What you are asked to do »
Substitute "skirting board" for every occurrence of "baseboard trim" in the listing below, and reproduce everything else unchanged.

- - - -

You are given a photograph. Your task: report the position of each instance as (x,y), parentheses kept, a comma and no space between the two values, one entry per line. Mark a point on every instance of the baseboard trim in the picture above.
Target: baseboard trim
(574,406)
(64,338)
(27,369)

- - - -

Correct response »
You are given a photograph. Your task: report the position of each instance as (x,y), parentheses kept, a comma and no space between the two values, one entry per line. Mark a point on every instance of the skirting board in the picture above.
Target: skirting board
(574,406)
(64,338)
(27,369)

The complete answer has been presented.